--- Provided material ---

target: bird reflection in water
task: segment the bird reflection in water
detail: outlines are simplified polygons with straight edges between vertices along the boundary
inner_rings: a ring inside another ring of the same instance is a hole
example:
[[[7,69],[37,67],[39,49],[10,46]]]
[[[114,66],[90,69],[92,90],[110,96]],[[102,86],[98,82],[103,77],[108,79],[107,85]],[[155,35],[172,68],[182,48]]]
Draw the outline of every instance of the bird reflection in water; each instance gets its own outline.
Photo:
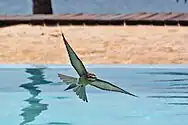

---

> _Short exercise_
Retype the items character for character, from their first line through the line that contains "[[[7,69],[37,67],[39,49],[10,46]]]".

> _The reply_
target: bird reflection in water
task: segment the bird reflection in water
detail: outlines are simplified polygons with straight edges between vertices along the boundary
inner_rings: a ring inside another ring of the same instance is a hole
example:
[[[7,69],[37,67],[39,49],[10,46]]]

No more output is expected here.